■ **Stated task**
Give the material again in full, matching it exactly.

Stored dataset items
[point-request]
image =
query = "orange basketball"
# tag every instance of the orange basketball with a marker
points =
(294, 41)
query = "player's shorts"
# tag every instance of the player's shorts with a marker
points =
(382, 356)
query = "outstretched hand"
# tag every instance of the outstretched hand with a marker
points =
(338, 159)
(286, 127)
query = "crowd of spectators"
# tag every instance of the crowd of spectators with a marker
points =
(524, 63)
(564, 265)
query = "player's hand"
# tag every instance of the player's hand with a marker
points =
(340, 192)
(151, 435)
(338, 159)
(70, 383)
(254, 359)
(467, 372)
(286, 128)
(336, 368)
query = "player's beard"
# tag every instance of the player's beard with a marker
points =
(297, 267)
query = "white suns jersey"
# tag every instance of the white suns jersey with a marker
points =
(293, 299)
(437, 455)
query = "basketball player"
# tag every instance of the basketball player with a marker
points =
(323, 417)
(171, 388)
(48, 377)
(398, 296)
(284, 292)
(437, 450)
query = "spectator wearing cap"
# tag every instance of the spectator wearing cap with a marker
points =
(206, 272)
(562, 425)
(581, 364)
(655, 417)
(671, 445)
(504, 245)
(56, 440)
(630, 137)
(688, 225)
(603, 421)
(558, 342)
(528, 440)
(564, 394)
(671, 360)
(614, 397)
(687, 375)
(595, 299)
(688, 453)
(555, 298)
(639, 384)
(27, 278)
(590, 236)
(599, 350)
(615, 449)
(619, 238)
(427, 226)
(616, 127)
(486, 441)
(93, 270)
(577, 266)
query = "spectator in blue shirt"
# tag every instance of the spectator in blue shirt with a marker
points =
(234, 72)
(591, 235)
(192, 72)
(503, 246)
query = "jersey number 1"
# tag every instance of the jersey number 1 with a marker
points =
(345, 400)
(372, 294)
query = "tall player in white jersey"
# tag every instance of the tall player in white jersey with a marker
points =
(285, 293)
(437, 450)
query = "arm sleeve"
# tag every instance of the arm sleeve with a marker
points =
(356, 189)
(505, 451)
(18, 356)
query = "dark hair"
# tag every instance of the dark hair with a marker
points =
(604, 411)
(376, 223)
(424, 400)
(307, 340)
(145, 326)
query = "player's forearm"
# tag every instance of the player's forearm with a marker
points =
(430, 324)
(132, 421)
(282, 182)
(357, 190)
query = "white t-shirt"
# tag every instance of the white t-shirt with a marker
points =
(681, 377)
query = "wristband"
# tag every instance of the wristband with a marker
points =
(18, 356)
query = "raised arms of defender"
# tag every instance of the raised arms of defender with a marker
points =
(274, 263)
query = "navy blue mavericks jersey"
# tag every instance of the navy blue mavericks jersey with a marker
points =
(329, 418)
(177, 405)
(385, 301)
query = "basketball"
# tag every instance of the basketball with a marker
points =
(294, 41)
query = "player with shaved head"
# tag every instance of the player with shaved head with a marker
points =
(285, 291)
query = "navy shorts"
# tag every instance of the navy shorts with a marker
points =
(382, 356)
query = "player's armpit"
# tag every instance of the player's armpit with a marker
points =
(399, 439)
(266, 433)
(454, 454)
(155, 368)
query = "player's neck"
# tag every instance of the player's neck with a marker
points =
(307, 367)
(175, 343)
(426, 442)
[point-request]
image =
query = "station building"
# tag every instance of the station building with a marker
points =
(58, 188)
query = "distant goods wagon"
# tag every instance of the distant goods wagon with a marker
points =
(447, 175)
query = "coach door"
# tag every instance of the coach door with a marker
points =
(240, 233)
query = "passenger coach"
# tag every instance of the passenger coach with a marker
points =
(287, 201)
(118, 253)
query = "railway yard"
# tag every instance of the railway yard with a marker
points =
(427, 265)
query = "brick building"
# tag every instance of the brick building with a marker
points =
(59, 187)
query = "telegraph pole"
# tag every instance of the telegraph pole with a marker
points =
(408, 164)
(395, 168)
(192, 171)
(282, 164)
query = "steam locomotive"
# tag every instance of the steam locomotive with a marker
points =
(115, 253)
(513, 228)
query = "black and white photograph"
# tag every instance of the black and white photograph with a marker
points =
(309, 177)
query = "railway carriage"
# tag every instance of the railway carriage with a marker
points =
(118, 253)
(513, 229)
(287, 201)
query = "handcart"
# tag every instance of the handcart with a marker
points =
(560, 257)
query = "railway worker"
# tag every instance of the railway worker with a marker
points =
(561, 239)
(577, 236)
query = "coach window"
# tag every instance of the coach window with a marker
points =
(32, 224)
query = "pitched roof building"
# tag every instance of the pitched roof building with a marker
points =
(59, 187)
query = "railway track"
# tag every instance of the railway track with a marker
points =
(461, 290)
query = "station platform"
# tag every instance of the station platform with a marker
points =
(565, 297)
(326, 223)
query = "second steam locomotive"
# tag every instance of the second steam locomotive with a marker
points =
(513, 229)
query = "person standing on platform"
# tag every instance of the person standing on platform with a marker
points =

■ **Right answer**
[point-request]
image =
query = "orange basketball"
# tag every instance of the orange basketball with a marker
points =
(294, 41)
query = "player's shorts"
# tag every instance of the player's shorts with a marker
points =
(382, 356)
query = "outstretched hand"
# tag every instance of the outstretched hand with a marker
points =
(338, 159)
(286, 127)
query = "crowd of spectators"
# tag every instance of the crowd of spectators with a marker
points =
(524, 63)
(564, 265)
query = "player's hand"
# tag every instance of the player's hand with a marker
points =
(340, 192)
(151, 435)
(338, 159)
(70, 383)
(254, 359)
(467, 372)
(286, 128)
(336, 368)
query = "player's beard"
# tag every instance of the player's beard with a marker
points =
(297, 267)
query = "white suns jersey"
# tag every instance of the white suns jersey with a marker
points =
(293, 299)
(437, 455)
query = "basketball player"
# tag every instance of the basketball player with a marker
points =
(323, 417)
(171, 388)
(48, 377)
(398, 296)
(284, 292)
(437, 450)
query = "spectator wearing cap"
# tag every instance of the spectator wearing cap with a marker
points =
(206, 272)
(562, 425)
(581, 364)
(655, 417)
(671, 445)
(504, 245)
(56, 440)
(630, 137)
(688, 225)
(603, 421)
(558, 342)
(528, 440)
(564, 394)
(671, 360)
(614, 397)
(687, 375)
(595, 299)
(688, 453)
(555, 298)
(639, 384)
(27, 278)
(590, 236)
(599, 350)
(615, 449)
(619, 238)
(427, 226)
(616, 127)
(486, 441)
(93, 270)
(577, 266)
query = "spectator in blue shirt"
# tag every instance of the spectator in blue shirt with a marker
points =
(234, 72)
(591, 235)
(192, 72)
(503, 246)
query = "jersey number 1"
# tag every instance of the jersey number 1 with a marker
points =
(345, 400)
(372, 294)
query = "tall player in white jersey"
# tag every instance of the tall player in white jersey with a marker
points =
(285, 293)
(437, 450)
query = "arm sleeve"
# tag every instance of the arm sleeve with a marker
points =
(356, 189)
(505, 451)
(18, 356)
query = "dark hair"
# tag every instance of the dark hair with a marker
points =
(604, 411)
(376, 223)
(424, 400)
(307, 340)
(145, 326)
query = "player's forearm"
# tag every instance of the player's forearm with a marker
points =
(430, 324)
(132, 421)
(282, 182)
(357, 190)
query = "white t-shirt"
# tag every instance of the white t-shirt with a marker
points =
(681, 377)
query = "wristband"
# tag every instance of the wristband with a marker
points =
(18, 356)
query = "raised arms of defender"
# tag every instance of the raised arms of defender with a marker
points =
(274, 263)
query = "navy blue mavericks jersey"
# tag every instance of the navy blue mavericks jersey with a marker
points =
(329, 418)
(177, 405)
(385, 301)
query = "basketball"
# tag every instance of the basketball with a marker
points =
(294, 41)
query = "player with shaved head"
# tag every instance of the player with shaved head with a marker
points =
(285, 291)
query = "navy shorts"
# tag every instance of the navy shorts with a marker
points =
(382, 356)
query = "player's armpit"
# tag every instance of the player's armpit with a marker
points =
(399, 439)
(266, 433)
(454, 454)
(155, 368)
query = "player's neck"
# tag every instance of the player's neck with a marker
points =
(307, 367)
(175, 343)
(426, 442)
[point-request]
image =
query = "station building"
# tag every instance of the station building with a marker
points =
(58, 188)
query = "distant goods wagon"
# tag every instance of the distant goods wagon with a marker
points =
(447, 175)
query = "coach door"
# tag every instance of the coach door with a marker
points =
(240, 233)
query = "passenger coach"
# tag every instance of the passenger coach with a marker
points =
(287, 201)
(118, 253)
query = "railway yard"
# tag every instance of the railway yard with a marker
points =
(427, 265)
query = "brick building"
# tag every instance of the brick building with a marker
points =
(59, 187)
query = "telegraph pole"
# tag every instance of the telegraph pole with a marker
points =
(408, 164)
(395, 168)
(192, 171)
(282, 164)
query = "steam locomotive"
# tag every instance of the steam locomotive with a marker
points =
(115, 253)
(513, 228)
query = "black and white photograph"
# tag every instance of the black and white photograph with a marker
points =
(309, 177)
query = "railway carriage"
# tag every instance of the railway carriage with a marker
points =
(118, 253)
(513, 229)
(287, 201)
query = "handcart"
# tag every instance of the handcart with a marker
points =
(560, 257)
query = "railway worker"
# tag every instance of the railway worker with a marker
points =
(561, 239)
(577, 236)
query = "coach window"
# tag every instance of the coach window with a marker
points =
(32, 224)
query = "pitched roof building"
# tag every instance of the pitched roof building with a marker
points =
(59, 187)
query = "railway track"
# tag every instance of the railway track with a marker
points =
(461, 290)
query = "station platform"
# tag every instance of the station platform with a marker
points =
(565, 297)
(326, 223)
query = "second steam locomotive"
# tag every instance of the second steam locomotive with a marker
points =
(513, 229)
query = "person standing on platform"
# tag every instance of the person standing on platform with a marker
points =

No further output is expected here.